● YOUR GOAL
Beginning with the line containing "Detect each concrete" and ending with the last line, repeat the records exactly.

● RECORDS FOR THE TASK
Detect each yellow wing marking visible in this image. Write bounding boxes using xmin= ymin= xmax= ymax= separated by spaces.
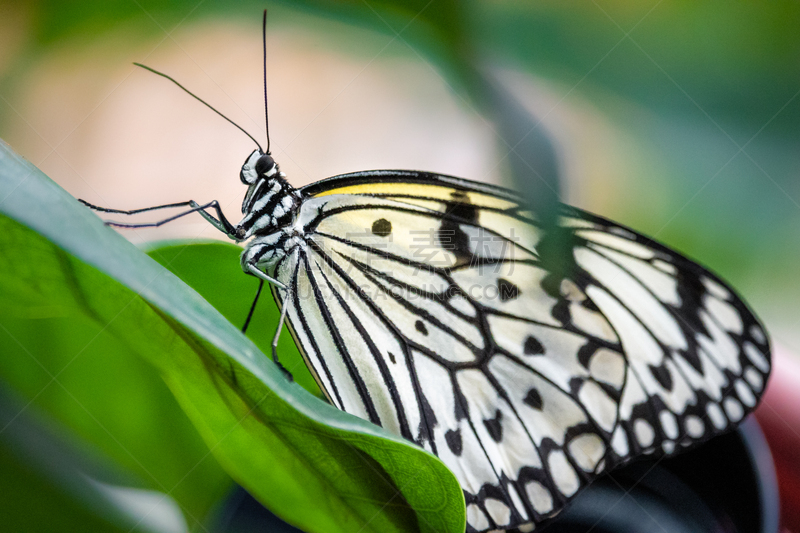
xmin=310 ymin=182 xmax=517 ymax=210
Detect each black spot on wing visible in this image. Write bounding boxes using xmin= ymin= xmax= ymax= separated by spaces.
xmin=483 ymin=409 xmax=503 ymax=442
xmin=371 ymin=218 xmax=392 ymax=237
xmin=550 ymin=296 xmax=572 ymax=326
xmin=446 ymin=190 xmax=479 ymax=224
xmin=415 ymin=320 xmax=429 ymax=335
xmin=439 ymin=190 xmax=478 ymax=266
xmin=523 ymin=388 xmax=544 ymax=410
xmin=498 ymin=278 xmax=520 ymax=301
xmin=649 ymin=363 xmax=674 ymax=391
xmin=524 ymin=335 xmax=545 ymax=355
xmin=445 ymin=428 xmax=463 ymax=456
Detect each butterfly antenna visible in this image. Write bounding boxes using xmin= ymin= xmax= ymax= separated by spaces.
xmin=262 ymin=9 xmax=271 ymax=155
xmin=133 ymin=62 xmax=263 ymax=153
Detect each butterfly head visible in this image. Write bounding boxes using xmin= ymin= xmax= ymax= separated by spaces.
xmin=240 ymin=149 xmax=278 ymax=184
xmin=240 ymin=149 xmax=289 ymax=214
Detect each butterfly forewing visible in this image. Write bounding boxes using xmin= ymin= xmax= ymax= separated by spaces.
xmin=269 ymin=171 xmax=770 ymax=532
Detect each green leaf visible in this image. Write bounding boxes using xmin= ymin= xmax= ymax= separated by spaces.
xmin=0 ymin=139 xmax=465 ymax=533
xmin=0 ymin=386 xmax=188 ymax=533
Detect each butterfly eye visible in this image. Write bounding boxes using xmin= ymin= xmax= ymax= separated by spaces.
xmin=256 ymin=154 xmax=276 ymax=176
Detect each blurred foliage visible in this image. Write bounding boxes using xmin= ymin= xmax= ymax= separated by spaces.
xmin=0 ymin=206 xmax=233 ymax=529
xmin=8 ymin=1 xmax=798 ymax=128
xmin=1 ymin=0 xmax=796 ymax=287
xmin=0 ymin=1 xmax=798 ymax=531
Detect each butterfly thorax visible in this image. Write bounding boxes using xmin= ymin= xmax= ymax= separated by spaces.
xmin=236 ymin=149 xmax=303 ymax=241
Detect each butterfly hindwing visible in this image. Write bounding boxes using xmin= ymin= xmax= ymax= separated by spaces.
xmin=269 ymin=171 xmax=770 ymax=532
xmin=566 ymin=208 xmax=770 ymax=456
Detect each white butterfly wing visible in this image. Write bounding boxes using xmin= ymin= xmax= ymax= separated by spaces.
xmin=566 ymin=208 xmax=769 ymax=451
xmin=268 ymin=171 xmax=770 ymax=532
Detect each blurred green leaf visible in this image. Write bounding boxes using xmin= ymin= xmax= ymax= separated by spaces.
xmin=0 ymin=139 xmax=465 ymax=533
xmin=0 ymin=198 xmax=233 ymax=528
xmin=0 ymin=385 xmax=188 ymax=533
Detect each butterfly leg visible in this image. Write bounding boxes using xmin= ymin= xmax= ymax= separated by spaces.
xmin=79 ymin=199 xmax=239 ymax=239
xmin=241 ymin=279 xmax=264 ymax=334
xmin=267 ymin=248 xmax=302 ymax=381
xmin=270 ymin=285 xmax=294 ymax=382
xmin=242 ymin=260 xmax=293 ymax=380
xmin=244 ymin=263 xmax=287 ymax=288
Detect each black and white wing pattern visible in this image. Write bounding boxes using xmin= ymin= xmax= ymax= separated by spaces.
xmin=269 ymin=170 xmax=771 ymax=532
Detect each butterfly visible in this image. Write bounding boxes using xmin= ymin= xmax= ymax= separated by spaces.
xmin=84 ymin=154 xmax=771 ymax=531
xmin=80 ymin=15 xmax=771 ymax=533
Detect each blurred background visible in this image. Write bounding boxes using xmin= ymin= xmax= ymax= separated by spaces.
xmin=0 ymin=1 xmax=798 ymax=532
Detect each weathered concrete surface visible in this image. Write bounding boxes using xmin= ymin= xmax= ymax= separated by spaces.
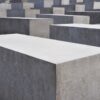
xmin=0 ymin=34 xmax=100 ymax=100
xmin=50 ymin=24 xmax=100 ymax=46
xmin=37 ymin=14 xmax=90 ymax=24
xmin=0 ymin=17 xmax=53 ymax=38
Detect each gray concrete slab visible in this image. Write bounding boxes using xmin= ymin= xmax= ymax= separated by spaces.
xmin=0 ymin=34 xmax=100 ymax=100
xmin=37 ymin=14 xmax=90 ymax=24
xmin=50 ymin=24 xmax=100 ymax=46
xmin=0 ymin=17 xmax=53 ymax=38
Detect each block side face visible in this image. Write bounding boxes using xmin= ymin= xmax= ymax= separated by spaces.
xmin=56 ymin=54 xmax=100 ymax=100
xmin=0 ymin=47 xmax=56 ymax=100
xmin=29 ymin=19 xmax=53 ymax=38
xmin=50 ymin=26 xmax=100 ymax=46
xmin=0 ymin=18 xmax=29 ymax=35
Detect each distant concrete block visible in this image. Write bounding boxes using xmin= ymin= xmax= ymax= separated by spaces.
xmin=93 ymin=1 xmax=100 ymax=10
xmin=0 ymin=17 xmax=53 ymax=38
xmin=37 ymin=14 xmax=90 ymax=24
xmin=75 ymin=4 xmax=85 ymax=12
xmin=66 ymin=11 xmax=100 ymax=24
xmin=0 ymin=3 xmax=11 ymax=9
xmin=23 ymin=2 xmax=34 ymax=9
xmin=0 ymin=34 xmax=100 ymax=100
xmin=53 ymin=7 xmax=65 ymax=14
xmin=0 ymin=9 xmax=7 ymax=17
xmin=7 ymin=9 xmax=25 ymax=17
xmin=50 ymin=24 xmax=100 ymax=46
xmin=25 ymin=9 xmax=40 ymax=17
xmin=44 ymin=0 xmax=53 ymax=7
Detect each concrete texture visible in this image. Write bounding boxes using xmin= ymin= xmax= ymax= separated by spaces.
xmin=0 ymin=17 xmax=53 ymax=38
xmin=50 ymin=24 xmax=100 ymax=46
xmin=0 ymin=34 xmax=100 ymax=100
xmin=37 ymin=14 xmax=90 ymax=24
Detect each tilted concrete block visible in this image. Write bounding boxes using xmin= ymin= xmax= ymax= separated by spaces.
xmin=50 ymin=24 xmax=100 ymax=46
xmin=0 ymin=34 xmax=100 ymax=100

● OUTPUT BELOW
Detect each concrete texture visible in this image. Write bounding boxes using xmin= ymin= xmax= ymax= separated by spaces.
xmin=0 ymin=17 xmax=53 ymax=38
xmin=50 ymin=24 xmax=100 ymax=46
xmin=0 ymin=34 xmax=100 ymax=100
xmin=37 ymin=14 xmax=90 ymax=24
Detect each tilted concrete block visible in this image. Write bounding boxes using xmin= ymin= xmax= ymax= separated by spaces.
xmin=50 ymin=24 xmax=100 ymax=46
xmin=0 ymin=34 xmax=100 ymax=100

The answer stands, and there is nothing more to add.